= РАБОЧИЕ ИНСТРУКЦИИ =
• a. Гражданские кодификации каких государств сравнил Савиньи в работе 1814 г., согласно фрагменту о Савиньи? Назовите все.
• b. Согласуются ли с фрагментом о Савиньи утверждения ниже? Для каждого ответьте «да» или «нет» и приведите решающие слова фрагмента дословно.
(i) Работа «О призвании нашей эпохи в законодательстве и юриспруденции» вышла в 1814 г.
(ii) Савиньи не находил в Гражданском кодексе Наполеона никаких достоинств.
(iii) Свой призыв к такому восприятию права Савиньи обращал только к ученым-юристам.
• c. Воспроизведите без изменений всё из фрагмента о Савиньи, начиная со слов «Огромный вклад в» и вплоть до слов «романо-германской системы права.».

======== ФРАГМЕНТ СТРАНИЦЫ

Огромный вклад в становление сравнительного правоведения внес великий немецкий юрист, основатель исторической школы права Фридрих Карл фон Савиньи. В опубликованной в 1814 г. работе «О призвании нашей эпохи в законодательстве и юриспруденции» Ф. Савиньи провел сравнительный анализ трех гражданских кодификаций – Франции, Пруссии и Австрии и, по сути, впервые определил природу и особенности романо-германской системы права.
Одна из главных идей его книги – право должно основываться на изучении его истории.
«История даже младенчества народа, – писал он, – остается всегда благородной учительницей, а в такой век, как наш, у нее появляется еще одна и более святая функция, которую она должна исполнить. Ведь только она сохраняет живую связь с первоначальным состоянием народа; с утратой этой связи любой народ теряет лучшую часть своей духовной жизни».[243]
Чтобы сохранить неприкосновенной «духовную жизнь» народа, Савиньи призывал изучать обычаи и древние законы отдельных земель, выявлять через них «корни» существующих правовых систем и активно использовать в действующем праве, поскольку они непосредственно исходят от народа.[244]
В его учении право предстало, как живой организм, который «рос вместе с народом и обретал силу по мере его усиления, и, наконец, умирал, когда народ терял свою государственность».[245] Он развивался «благодаря внутренним и бесшумно действующим силам, а не произвольной воле законодателя».[246] Поэтому в нем все имело значение. Даже давно бездействующие нормы, утверждал Савиньи, могут быть возрождены – «если не в их буквальном значении, то в соответствии с их духом»,[247] отражающим «особенности народа, его язык, нравы и учреждения».[248]
К такому восприятию права он призывал не только ученых-юристов, но и законодателей и судей, убеждая их осуществлять свою деятельность на научных началах.[249]
Бережное отношение к истории права исключало необдуманные и поспешные правовые реформы, «слепую страсть к совершенствованию законов»,[250] учило воспринимать историю права, как «наше богатство» и как основу «подлинного национального права».[251]
Сказанное объясняет, почему Савиньи выступал решительным противником рецепции Гражданского кодекса Наполеона 1804 г., хотя и признавал достоинства этого акта, как «очень талантливой работы».[252] Более того, он противопоставлял его сводам гражданского законодательства Пруссии и Австрии. Последние, по его мнению, намного более бережно хранили древние обычаи и нормы и могли в дальнейшем послужить основой более совершенной кодификации.

================
======== ВЫДЕРЖКИ ИЗ ДАННЫХ

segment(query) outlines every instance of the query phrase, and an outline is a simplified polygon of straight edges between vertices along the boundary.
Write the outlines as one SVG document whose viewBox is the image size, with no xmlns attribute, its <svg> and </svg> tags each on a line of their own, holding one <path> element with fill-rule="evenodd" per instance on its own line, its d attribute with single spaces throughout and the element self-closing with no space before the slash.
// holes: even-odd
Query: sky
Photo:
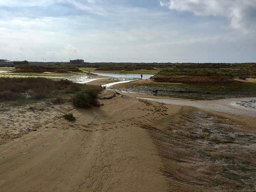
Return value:
<svg viewBox="0 0 256 192">
<path fill-rule="evenodd" d="M 256 0 L 0 0 L 0 59 L 256 62 Z"/>
</svg>

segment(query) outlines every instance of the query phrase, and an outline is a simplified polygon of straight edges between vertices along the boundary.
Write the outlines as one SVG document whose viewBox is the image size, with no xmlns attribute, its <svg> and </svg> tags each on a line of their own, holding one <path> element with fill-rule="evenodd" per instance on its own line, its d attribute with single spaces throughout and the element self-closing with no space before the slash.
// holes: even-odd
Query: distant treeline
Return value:
<svg viewBox="0 0 256 192">
<path fill-rule="evenodd" d="M 256 63 L 113 63 L 84 62 L 82 64 L 71 64 L 69 62 L 28 62 L 27 61 L 16 61 L 6 63 L 0 63 L 0 67 L 15 67 L 24 65 L 36 65 L 45 67 L 70 68 L 88 67 L 99 68 L 98 70 L 104 70 L 122 68 L 125 70 L 140 69 L 154 70 L 155 68 L 244 68 L 256 67 Z"/>
</svg>

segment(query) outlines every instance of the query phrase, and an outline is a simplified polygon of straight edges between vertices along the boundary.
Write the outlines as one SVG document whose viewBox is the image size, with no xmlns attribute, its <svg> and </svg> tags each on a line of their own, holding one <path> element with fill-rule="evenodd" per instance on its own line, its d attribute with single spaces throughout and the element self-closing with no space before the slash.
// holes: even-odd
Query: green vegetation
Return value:
<svg viewBox="0 0 256 192">
<path fill-rule="evenodd" d="M 101 71 L 100 71 L 102 72 Z M 147 74 L 149 75 L 156 75 L 157 73 L 160 71 L 159 70 L 135 70 L 131 71 L 104 71 L 102 72 L 106 73 L 121 73 L 124 74 Z M 94 71 L 92 72 L 99 72 L 97 71 Z"/>
<path fill-rule="evenodd" d="M 65 114 L 63 116 L 65 119 L 66 119 L 69 121 L 74 121 L 76 120 L 76 118 L 73 116 L 72 113 L 68 113 Z"/>
<path fill-rule="evenodd" d="M 0 102 L 16 101 L 18 104 L 28 101 L 43 99 L 53 100 L 60 102 L 70 100 L 74 94 L 81 92 L 88 93 L 86 98 L 91 104 L 95 102 L 94 95 L 100 91 L 100 87 L 73 83 L 67 80 L 54 80 L 42 78 L 0 78 Z"/>
<path fill-rule="evenodd" d="M 178 65 L 172 68 L 162 70 L 160 75 L 194 75 L 206 76 L 230 76 L 239 77 L 242 79 L 250 76 L 256 77 L 256 64 L 220 64 L 206 65 L 204 64 Z"/>
<path fill-rule="evenodd" d="M 74 106 L 81 108 L 91 108 L 99 106 L 97 99 L 98 92 L 93 89 L 77 93 L 73 98 Z"/>
<path fill-rule="evenodd" d="M 16 66 L 28 65 L 28 62 L 26 60 L 22 61 L 14 61 L 13 64 Z"/>
<path fill-rule="evenodd" d="M 81 67 L 80 68 L 78 68 L 79 70 L 81 70 L 81 71 L 94 71 L 96 68 L 90 68 L 90 67 Z"/>
<path fill-rule="evenodd" d="M 15 68 L 13 67 L 9 67 L 8 68 L 3 68 L 3 67 L 0 67 L 0 71 L 11 71 L 12 70 L 13 70 Z"/>
</svg>

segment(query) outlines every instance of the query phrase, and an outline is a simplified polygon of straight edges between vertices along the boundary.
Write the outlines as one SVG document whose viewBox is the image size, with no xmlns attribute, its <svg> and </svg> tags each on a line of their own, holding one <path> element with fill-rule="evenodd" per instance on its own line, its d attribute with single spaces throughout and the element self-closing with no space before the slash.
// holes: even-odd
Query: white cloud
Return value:
<svg viewBox="0 0 256 192">
<path fill-rule="evenodd" d="M 188 11 L 201 16 L 221 16 L 230 19 L 230 26 L 244 32 L 256 29 L 255 0 L 169 0 L 160 2 L 172 10 Z"/>
</svg>

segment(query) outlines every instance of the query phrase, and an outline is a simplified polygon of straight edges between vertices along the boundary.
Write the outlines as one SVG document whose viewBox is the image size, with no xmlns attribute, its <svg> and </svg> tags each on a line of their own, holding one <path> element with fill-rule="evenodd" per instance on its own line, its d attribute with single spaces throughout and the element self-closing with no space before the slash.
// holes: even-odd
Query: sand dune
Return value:
<svg viewBox="0 0 256 192">
<path fill-rule="evenodd" d="M 255 118 L 100 96 L 0 145 L 0 192 L 255 189 Z"/>
</svg>

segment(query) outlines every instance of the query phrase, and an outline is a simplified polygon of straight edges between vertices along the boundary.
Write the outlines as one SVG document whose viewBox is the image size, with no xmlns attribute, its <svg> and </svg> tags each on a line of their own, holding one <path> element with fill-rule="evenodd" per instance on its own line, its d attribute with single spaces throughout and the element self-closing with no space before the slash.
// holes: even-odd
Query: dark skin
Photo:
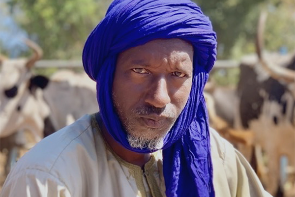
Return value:
<svg viewBox="0 0 295 197">
<path fill-rule="evenodd" d="M 193 58 L 192 45 L 179 39 L 154 40 L 119 55 L 113 100 L 127 133 L 147 139 L 165 136 L 189 96 Z M 156 110 L 148 110 L 150 108 Z M 149 160 L 150 154 L 125 148 L 100 124 L 108 143 L 122 159 L 142 168 Z"/>
</svg>

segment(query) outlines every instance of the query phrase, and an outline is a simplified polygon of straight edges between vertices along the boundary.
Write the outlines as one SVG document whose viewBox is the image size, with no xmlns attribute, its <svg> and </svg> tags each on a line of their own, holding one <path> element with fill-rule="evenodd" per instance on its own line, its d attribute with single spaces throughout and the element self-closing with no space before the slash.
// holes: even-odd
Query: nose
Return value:
<svg viewBox="0 0 295 197">
<path fill-rule="evenodd" d="M 156 108 L 161 108 L 170 103 L 166 80 L 162 78 L 154 80 L 150 84 L 145 101 Z"/>
</svg>

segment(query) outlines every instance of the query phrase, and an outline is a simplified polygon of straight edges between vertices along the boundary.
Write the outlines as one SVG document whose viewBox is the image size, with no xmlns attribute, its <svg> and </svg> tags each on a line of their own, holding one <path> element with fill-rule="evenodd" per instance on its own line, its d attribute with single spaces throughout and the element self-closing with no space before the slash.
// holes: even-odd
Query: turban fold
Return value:
<svg viewBox="0 0 295 197">
<path fill-rule="evenodd" d="M 165 137 L 163 173 L 168 197 L 214 197 L 208 115 L 203 91 L 216 60 L 216 34 L 208 17 L 189 0 L 115 0 L 89 35 L 83 54 L 96 82 L 100 114 L 108 132 L 131 147 L 112 100 L 118 55 L 156 39 L 179 38 L 194 47 L 192 85 L 187 102 Z"/>
</svg>

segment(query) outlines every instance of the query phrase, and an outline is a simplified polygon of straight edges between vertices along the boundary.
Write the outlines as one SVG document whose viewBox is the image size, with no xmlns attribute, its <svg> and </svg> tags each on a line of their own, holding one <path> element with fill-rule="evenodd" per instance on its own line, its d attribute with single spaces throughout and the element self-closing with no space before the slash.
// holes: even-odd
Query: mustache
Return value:
<svg viewBox="0 0 295 197">
<path fill-rule="evenodd" d="M 138 115 L 149 115 L 151 114 L 162 115 L 169 118 L 176 117 L 177 114 L 173 110 L 165 106 L 156 108 L 150 105 L 145 105 L 137 108 L 134 112 Z"/>
</svg>

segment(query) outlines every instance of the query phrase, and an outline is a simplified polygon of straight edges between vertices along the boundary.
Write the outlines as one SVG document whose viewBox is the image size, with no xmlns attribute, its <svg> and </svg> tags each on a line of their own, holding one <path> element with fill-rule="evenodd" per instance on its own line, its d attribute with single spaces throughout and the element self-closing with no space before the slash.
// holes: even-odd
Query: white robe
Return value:
<svg viewBox="0 0 295 197">
<path fill-rule="evenodd" d="M 145 171 L 106 143 L 94 115 L 46 138 L 17 162 L 0 197 L 165 196 L 161 151 Z M 210 130 L 216 197 L 270 197 L 244 157 Z"/>
</svg>

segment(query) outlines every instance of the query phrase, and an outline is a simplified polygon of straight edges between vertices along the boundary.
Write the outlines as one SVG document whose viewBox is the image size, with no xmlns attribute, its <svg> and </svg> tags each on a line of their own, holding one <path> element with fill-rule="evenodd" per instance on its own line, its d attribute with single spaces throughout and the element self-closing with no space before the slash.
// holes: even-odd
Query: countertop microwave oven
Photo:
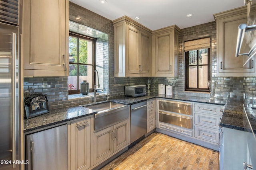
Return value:
<svg viewBox="0 0 256 170">
<path fill-rule="evenodd" d="M 143 96 L 146 94 L 146 85 L 126 86 L 124 95 L 128 96 Z"/>
</svg>

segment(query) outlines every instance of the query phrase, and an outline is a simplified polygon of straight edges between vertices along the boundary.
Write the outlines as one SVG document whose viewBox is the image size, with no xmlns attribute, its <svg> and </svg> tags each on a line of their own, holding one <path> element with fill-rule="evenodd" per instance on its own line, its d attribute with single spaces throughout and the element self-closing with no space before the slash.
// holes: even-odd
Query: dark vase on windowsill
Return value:
<svg viewBox="0 0 256 170">
<path fill-rule="evenodd" d="M 86 80 L 84 80 L 81 83 L 81 94 L 83 95 L 86 95 L 89 93 L 89 85 Z"/>
</svg>

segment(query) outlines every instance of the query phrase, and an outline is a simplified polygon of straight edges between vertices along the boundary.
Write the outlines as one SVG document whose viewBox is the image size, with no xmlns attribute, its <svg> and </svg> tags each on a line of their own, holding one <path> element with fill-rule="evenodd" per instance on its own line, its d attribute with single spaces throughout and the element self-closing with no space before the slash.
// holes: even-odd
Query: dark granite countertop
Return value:
<svg viewBox="0 0 256 170">
<path fill-rule="evenodd" d="M 24 121 L 24 133 L 66 122 L 96 113 L 82 106 L 63 107 Z"/>
<path fill-rule="evenodd" d="M 218 96 L 218 94 L 217 96 Z M 193 97 L 188 96 L 163 95 L 151 94 L 144 96 L 136 98 L 125 96 L 117 99 L 112 99 L 110 101 L 124 104 L 130 105 L 155 98 L 161 98 L 224 106 L 226 104 L 226 98 L 227 98 L 225 97 L 225 96 L 226 94 L 224 95 L 220 95 L 217 99 L 214 100 L 211 100 L 207 98 Z M 105 101 L 103 101 L 103 102 L 104 102 Z M 83 106 L 75 106 L 56 109 L 51 110 L 48 113 L 28 119 L 24 119 L 24 133 L 26 133 L 65 122 L 82 117 L 94 114 L 97 113 L 97 111 L 82 107 L 92 104 L 89 104 Z"/>
<path fill-rule="evenodd" d="M 217 98 L 214 100 L 210 100 L 208 98 L 203 98 L 201 97 L 175 95 L 166 95 L 164 94 L 147 94 L 144 96 L 137 97 L 136 98 L 124 96 L 116 99 L 112 99 L 111 101 L 122 104 L 130 105 L 155 98 L 160 98 L 168 99 L 173 99 L 187 102 L 204 103 L 208 104 L 214 104 L 224 106 L 226 104 L 228 95 L 228 93 L 216 94 Z"/>
<path fill-rule="evenodd" d="M 245 109 L 243 105 L 245 106 Z M 256 133 L 256 119 L 254 116 L 251 105 L 245 96 L 241 99 L 229 96 L 220 125 L 234 129 L 252 132 L 249 125 L 250 124 L 253 131 Z M 249 121 L 247 117 L 249 118 Z"/>
</svg>

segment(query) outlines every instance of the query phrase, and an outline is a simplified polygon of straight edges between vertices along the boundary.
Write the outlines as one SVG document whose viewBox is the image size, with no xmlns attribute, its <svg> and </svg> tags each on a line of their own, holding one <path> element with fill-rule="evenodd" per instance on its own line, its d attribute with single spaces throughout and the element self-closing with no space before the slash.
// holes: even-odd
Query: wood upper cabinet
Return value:
<svg viewBox="0 0 256 170">
<path fill-rule="evenodd" d="M 180 29 L 172 25 L 153 31 L 152 76 L 178 76 L 178 43 Z"/>
<path fill-rule="evenodd" d="M 125 24 L 126 27 L 126 73 L 140 74 L 140 30 Z"/>
<path fill-rule="evenodd" d="M 247 21 L 246 6 L 214 15 L 217 23 L 217 75 L 218 76 L 255 76 L 255 57 L 247 56 L 236 57 L 238 26 Z M 250 49 L 242 46 L 240 53 Z"/>
<path fill-rule="evenodd" d="M 71 170 L 86 170 L 90 168 L 90 118 L 70 125 Z"/>
<path fill-rule="evenodd" d="M 24 0 L 24 76 L 68 76 L 68 1 Z"/>
<path fill-rule="evenodd" d="M 151 31 L 126 16 L 113 22 L 114 76 L 150 76 Z"/>
</svg>

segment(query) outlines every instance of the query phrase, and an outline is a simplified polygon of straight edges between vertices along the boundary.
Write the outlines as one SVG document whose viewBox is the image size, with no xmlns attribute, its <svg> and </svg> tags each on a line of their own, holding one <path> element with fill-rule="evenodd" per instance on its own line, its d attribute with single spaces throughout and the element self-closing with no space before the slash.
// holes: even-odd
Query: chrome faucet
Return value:
<svg viewBox="0 0 256 170">
<path fill-rule="evenodd" d="M 94 103 L 96 103 L 96 92 L 97 92 L 97 90 L 103 90 L 103 89 L 100 89 L 98 88 L 97 88 L 97 84 L 96 84 L 96 79 L 97 79 L 97 78 L 96 77 L 96 76 L 97 76 L 97 77 L 98 78 L 98 88 L 99 88 L 100 87 L 100 81 L 99 80 L 99 73 L 98 72 L 98 71 L 97 70 L 94 70 L 94 77 L 95 78 L 95 82 L 94 82 L 94 88 L 93 88 L 93 93 L 94 93 Z"/>
</svg>

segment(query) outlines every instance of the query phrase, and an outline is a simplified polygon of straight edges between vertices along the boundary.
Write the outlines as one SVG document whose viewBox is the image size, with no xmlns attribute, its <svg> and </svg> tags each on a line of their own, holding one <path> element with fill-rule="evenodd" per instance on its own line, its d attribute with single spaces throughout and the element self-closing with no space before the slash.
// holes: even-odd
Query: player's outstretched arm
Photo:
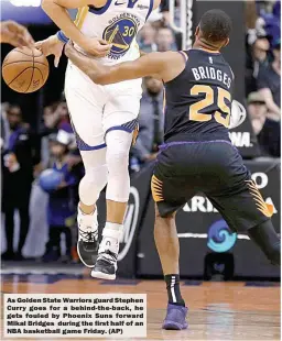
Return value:
<svg viewBox="0 0 282 341">
<path fill-rule="evenodd" d="M 98 0 L 42 0 L 42 9 L 73 42 L 87 53 L 102 57 L 109 52 L 110 45 L 102 40 L 85 36 L 67 12 L 67 9 L 83 8 L 96 2 L 98 3 Z"/>
<path fill-rule="evenodd" d="M 112 66 L 102 65 L 85 56 L 76 51 L 72 43 L 66 45 L 65 54 L 94 82 L 100 85 L 137 79 L 145 76 L 158 76 L 158 78 L 169 81 L 175 78 L 185 67 L 183 56 L 176 52 L 149 53 L 135 61 Z"/>
</svg>

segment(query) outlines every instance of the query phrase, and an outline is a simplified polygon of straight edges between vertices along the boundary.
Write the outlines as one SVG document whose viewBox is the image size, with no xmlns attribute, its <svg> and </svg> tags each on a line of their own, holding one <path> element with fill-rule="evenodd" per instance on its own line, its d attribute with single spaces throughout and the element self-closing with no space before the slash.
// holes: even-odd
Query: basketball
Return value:
<svg viewBox="0 0 282 341">
<path fill-rule="evenodd" d="M 17 92 L 34 92 L 43 87 L 48 77 L 48 62 L 36 48 L 12 50 L 4 58 L 2 76 Z"/>
</svg>

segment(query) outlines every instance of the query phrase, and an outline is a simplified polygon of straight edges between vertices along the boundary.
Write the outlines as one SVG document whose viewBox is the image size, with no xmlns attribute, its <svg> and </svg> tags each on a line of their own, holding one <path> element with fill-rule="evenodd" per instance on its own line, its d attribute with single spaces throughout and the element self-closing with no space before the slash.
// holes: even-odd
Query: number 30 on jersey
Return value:
<svg viewBox="0 0 282 341">
<path fill-rule="evenodd" d="M 218 123 L 228 128 L 230 120 L 230 108 L 226 105 L 225 100 L 227 99 L 229 102 L 231 101 L 230 92 L 220 87 L 217 87 L 218 96 L 215 98 L 215 90 L 210 86 L 195 85 L 191 89 L 191 95 L 197 96 L 199 94 L 204 94 L 205 98 L 189 107 L 189 119 L 192 121 L 207 122 L 212 120 L 214 114 L 214 118 Z M 219 110 L 226 114 L 223 116 L 223 113 L 219 111 L 216 111 L 215 113 L 200 112 L 203 109 L 206 109 L 212 105 L 218 107 Z"/>
</svg>

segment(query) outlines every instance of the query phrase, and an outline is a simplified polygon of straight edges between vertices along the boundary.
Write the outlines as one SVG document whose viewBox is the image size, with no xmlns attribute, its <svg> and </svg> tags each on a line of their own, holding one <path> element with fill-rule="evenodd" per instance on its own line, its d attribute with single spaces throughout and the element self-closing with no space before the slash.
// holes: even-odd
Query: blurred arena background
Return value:
<svg viewBox="0 0 282 341">
<path fill-rule="evenodd" d="M 41 10 L 40 2 L 2 0 L 1 20 L 13 19 L 25 24 L 35 41 L 46 38 L 57 29 Z M 280 73 L 272 68 L 273 63 L 280 65 L 280 1 L 163 0 L 139 34 L 140 50 L 148 53 L 189 48 L 200 15 L 213 8 L 223 9 L 232 19 L 230 44 L 224 50 L 224 55 L 235 73 L 235 99 L 248 111 L 247 120 L 230 131 L 230 138 L 241 152 L 267 202 L 273 205 L 273 224 L 280 231 L 281 81 Z M 10 46 L 2 45 L 2 61 L 10 50 Z M 13 92 L 2 81 L 1 273 L 4 292 L 8 293 L 13 292 L 12 288 L 20 292 L 15 288 L 20 283 L 34 284 L 30 287 L 31 293 L 41 293 L 36 283 L 52 284 L 63 279 L 79 282 L 89 276 L 79 264 L 75 251 L 77 186 L 84 169 L 63 91 L 67 61 L 62 56 L 57 68 L 53 66 L 53 57 L 48 57 L 48 80 L 35 94 Z M 131 195 L 119 254 L 119 278 L 116 280 L 121 286 L 135 285 L 144 278 L 162 278 L 153 241 L 150 177 L 158 145 L 162 142 L 163 86 L 156 79 L 145 78 L 143 88 L 140 134 L 130 157 Z M 267 96 L 265 88 L 269 89 Z M 22 128 L 26 136 L 24 141 L 15 139 L 11 142 L 15 124 Z M 14 151 L 12 157 L 11 143 Z M 44 169 L 52 168 L 59 153 L 68 165 L 73 185 L 50 196 L 41 189 L 37 178 Z M 98 207 L 100 228 L 105 223 L 105 209 L 101 194 Z M 205 197 L 196 196 L 186 204 L 177 215 L 177 228 L 181 238 L 181 276 L 187 286 L 200 285 L 203 280 L 238 279 L 248 280 L 250 285 L 279 286 L 280 268 L 272 267 L 248 237 L 231 233 Z M 85 284 L 86 293 L 94 290 L 89 282 Z M 65 288 L 70 293 L 70 287 Z M 164 285 L 159 283 L 155 288 L 164 290 Z M 74 284 L 73 289 L 74 293 L 83 290 L 79 284 Z M 43 290 L 50 292 L 46 288 Z M 58 287 L 53 292 L 56 290 L 59 292 Z M 133 292 L 140 290 L 147 289 L 141 286 Z M 232 290 L 230 293 L 231 296 L 237 295 Z M 251 295 L 257 297 L 261 294 L 252 292 Z M 273 320 L 278 318 L 279 292 L 267 295 L 272 297 L 270 306 L 273 309 L 270 307 L 269 310 L 274 311 L 270 317 Z M 267 301 L 264 304 L 268 305 Z M 276 337 L 278 330 L 269 336 L 271 340 Z"/>
</svg>

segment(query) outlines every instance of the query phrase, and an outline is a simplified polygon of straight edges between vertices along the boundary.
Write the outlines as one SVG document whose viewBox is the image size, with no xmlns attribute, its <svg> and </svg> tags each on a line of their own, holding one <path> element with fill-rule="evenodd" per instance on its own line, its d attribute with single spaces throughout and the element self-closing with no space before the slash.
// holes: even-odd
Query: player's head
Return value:
<svg viewBox="0 0 282 341">
<path fill-rule="evenodd" d="M 221 10 L 210 10 L 203 14 L 196 29 L 196 38 L 207 46 L 221 48 L 229 43 L 232 22 Z"/>
<path fill-rule="evenodd" d="M 10 105 L 7 118 L 11 129 L 15 129 L 22 122 L 22 111 L 18 105 Z"/>
</svg>

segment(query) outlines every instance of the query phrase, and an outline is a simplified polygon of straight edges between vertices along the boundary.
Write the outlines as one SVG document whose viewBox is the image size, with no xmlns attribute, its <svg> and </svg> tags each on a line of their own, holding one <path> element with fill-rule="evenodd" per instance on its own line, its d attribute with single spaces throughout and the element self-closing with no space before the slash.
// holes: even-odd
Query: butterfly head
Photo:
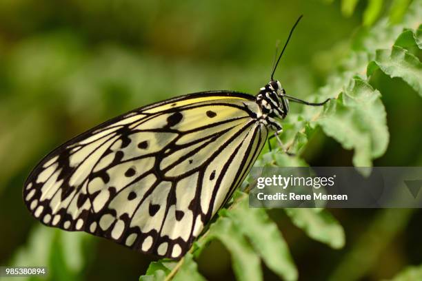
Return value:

================

= ОТВЕТЫ К ЗАДАЧАМ =
• a. Франции, Пруссии и Австрии.

• b.
(i) Да: «В опубликованной в 1814 г. работе».
(ii) Нет: «хотя и признавал достоинства этого акта».
(iii) Нет: «не только ученых-юристов, но и законодателей и судей».

• c.
Огромный вклад в становление сравнительного правоведения внес великий немецкий юрист, основатель исторической школы права Фридрих Карл фон Савиньи. В опубликованной в 1814 г. работе «О призвании нашей эпохи в законодательстве и юриспруденции» Ф. Савиньи провел сравнительный анализ трех гражданских кодификаций – Франции, Пруссии и Австрии и, по сути, впервые определил природу и особенности романо-германской системы права.